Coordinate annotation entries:
§ §
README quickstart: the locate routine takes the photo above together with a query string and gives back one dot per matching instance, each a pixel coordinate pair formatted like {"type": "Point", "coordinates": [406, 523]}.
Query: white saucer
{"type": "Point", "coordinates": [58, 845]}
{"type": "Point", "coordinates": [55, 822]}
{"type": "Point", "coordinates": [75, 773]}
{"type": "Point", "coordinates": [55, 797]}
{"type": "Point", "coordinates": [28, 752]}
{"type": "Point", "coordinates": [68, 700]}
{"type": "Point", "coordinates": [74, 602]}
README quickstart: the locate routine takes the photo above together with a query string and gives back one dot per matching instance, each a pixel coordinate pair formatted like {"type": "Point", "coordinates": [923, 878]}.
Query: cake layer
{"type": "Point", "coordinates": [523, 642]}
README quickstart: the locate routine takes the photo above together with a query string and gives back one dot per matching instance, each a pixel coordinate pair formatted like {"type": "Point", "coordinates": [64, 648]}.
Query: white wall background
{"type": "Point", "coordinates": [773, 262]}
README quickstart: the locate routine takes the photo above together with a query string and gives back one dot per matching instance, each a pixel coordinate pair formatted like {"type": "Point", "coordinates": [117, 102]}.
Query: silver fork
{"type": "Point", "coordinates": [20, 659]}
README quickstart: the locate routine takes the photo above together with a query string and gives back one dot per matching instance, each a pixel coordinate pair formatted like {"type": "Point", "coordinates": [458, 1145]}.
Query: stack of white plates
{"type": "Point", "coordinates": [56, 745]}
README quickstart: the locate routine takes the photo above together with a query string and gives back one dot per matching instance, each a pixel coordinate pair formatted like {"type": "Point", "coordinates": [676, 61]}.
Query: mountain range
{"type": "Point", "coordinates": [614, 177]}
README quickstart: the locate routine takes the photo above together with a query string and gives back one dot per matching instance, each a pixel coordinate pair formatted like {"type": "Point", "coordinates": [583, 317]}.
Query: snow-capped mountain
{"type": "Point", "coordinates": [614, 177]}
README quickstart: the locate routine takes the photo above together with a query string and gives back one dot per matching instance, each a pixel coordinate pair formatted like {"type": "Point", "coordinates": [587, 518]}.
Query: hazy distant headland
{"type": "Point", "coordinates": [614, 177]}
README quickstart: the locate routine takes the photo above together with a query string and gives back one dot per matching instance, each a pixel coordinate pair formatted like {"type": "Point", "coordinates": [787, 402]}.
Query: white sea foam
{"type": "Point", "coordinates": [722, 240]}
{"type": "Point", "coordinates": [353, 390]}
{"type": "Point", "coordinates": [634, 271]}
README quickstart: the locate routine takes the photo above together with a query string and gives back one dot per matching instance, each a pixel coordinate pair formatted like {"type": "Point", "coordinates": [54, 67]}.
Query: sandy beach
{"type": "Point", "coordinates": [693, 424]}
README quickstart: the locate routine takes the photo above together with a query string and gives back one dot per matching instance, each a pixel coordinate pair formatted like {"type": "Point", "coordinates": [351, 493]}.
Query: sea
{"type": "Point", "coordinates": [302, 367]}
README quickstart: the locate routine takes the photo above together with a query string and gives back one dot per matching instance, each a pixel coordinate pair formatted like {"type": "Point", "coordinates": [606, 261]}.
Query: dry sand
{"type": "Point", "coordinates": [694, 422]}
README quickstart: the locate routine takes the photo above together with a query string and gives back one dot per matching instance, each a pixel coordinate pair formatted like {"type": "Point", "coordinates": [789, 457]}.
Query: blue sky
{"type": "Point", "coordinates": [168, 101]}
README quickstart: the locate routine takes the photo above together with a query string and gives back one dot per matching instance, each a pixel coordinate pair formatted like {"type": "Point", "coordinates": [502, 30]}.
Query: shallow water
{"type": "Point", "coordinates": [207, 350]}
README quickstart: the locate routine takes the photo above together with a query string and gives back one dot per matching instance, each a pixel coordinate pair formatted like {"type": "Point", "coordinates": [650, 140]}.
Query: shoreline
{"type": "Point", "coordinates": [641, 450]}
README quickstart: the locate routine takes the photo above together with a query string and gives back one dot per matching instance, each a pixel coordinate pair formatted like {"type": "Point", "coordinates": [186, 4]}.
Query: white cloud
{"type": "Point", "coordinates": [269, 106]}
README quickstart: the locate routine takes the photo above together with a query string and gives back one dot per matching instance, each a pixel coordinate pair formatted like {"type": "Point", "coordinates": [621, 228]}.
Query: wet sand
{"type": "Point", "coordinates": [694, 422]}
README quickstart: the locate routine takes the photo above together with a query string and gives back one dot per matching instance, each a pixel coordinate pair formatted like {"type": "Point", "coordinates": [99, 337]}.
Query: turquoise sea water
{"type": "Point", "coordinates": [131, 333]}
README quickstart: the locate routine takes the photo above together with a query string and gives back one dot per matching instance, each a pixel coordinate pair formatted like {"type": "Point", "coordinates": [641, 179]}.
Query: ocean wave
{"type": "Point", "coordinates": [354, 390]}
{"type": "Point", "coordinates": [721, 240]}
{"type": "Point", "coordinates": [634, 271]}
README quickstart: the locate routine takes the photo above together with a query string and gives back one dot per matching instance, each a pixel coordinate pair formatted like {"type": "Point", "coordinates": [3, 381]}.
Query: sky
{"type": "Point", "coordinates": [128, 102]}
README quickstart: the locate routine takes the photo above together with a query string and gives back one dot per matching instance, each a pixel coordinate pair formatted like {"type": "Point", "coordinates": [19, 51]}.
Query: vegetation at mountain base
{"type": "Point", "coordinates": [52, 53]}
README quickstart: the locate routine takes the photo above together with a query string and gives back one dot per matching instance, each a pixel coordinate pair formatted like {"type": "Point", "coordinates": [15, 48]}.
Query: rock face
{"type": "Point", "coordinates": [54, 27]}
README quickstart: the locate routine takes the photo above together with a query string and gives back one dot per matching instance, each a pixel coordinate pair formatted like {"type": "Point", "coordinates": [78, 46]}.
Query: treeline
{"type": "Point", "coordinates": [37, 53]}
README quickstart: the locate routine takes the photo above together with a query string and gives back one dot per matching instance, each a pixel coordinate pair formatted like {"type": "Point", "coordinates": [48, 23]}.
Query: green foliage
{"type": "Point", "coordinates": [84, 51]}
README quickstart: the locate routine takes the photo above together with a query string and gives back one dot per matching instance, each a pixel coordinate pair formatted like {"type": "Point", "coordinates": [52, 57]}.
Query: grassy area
§ §
- [EXERCISE BRIEF]
Select each line of the entries above that contains the word "mountain", and copy those lines out.

- [REPLY]
Query: mountain range
Query: snow-capped mountain
Query: vegetation at mountain base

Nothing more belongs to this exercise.